* Your task
Which lines belong in the answer? Exactly those from the line containing "Indicate the electrical" through the last line of the records below, repeated as written.

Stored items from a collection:
+++
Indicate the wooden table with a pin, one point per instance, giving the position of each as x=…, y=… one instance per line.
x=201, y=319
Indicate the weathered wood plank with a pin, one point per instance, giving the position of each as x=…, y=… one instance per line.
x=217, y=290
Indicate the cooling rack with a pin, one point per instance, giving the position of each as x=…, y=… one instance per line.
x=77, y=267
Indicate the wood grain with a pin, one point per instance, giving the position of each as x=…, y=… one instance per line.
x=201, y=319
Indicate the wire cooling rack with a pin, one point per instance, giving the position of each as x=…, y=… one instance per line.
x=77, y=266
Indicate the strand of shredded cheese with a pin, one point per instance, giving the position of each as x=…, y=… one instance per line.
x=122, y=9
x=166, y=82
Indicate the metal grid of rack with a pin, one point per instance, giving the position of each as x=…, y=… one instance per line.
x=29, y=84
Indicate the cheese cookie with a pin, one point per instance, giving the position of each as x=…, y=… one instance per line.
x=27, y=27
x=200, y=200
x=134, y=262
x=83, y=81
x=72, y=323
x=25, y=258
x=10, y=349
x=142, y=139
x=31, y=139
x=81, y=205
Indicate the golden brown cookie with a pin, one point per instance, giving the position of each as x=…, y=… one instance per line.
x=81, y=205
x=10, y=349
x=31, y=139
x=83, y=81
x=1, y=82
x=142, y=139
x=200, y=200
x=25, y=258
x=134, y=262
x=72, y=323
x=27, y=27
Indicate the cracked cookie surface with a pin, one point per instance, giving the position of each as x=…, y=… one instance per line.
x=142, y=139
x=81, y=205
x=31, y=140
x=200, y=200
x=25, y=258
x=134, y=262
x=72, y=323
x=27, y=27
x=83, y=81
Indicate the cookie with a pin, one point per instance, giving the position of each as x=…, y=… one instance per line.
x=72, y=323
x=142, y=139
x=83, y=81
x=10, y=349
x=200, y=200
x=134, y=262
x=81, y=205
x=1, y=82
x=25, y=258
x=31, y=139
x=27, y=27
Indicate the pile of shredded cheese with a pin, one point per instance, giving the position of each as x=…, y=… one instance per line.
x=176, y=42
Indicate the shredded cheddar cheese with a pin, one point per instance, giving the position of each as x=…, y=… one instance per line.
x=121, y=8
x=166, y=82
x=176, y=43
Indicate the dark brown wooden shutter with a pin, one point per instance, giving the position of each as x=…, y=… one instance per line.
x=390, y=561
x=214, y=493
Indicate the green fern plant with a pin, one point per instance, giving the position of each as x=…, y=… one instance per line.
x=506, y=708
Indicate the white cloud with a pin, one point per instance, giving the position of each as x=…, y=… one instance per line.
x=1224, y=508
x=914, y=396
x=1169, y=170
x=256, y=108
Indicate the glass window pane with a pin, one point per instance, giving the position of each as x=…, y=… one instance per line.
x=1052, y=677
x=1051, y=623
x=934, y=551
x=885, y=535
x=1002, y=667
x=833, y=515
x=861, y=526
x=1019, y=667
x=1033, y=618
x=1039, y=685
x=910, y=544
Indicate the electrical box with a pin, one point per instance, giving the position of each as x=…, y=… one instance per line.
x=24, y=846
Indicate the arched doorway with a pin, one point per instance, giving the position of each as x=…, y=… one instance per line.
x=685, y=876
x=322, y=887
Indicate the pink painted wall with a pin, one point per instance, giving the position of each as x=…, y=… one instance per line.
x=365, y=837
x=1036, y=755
+++
* Expected output
Indicate the electrical box with a pin, one point per instance, giving the position of each as x=…, y=… one instance per line.
x=24, y=846
Indicate the arched doorway with a pin, one point per instance, giving the position of each as x=…, y=… one instance per line.
x=685, y=876
x=322, y=887
Indicate the pink painted wall with a pin, one point per instance, giving the position of each as x=…, y=… one instance per line.
x=365, y=837
x=1036, y=755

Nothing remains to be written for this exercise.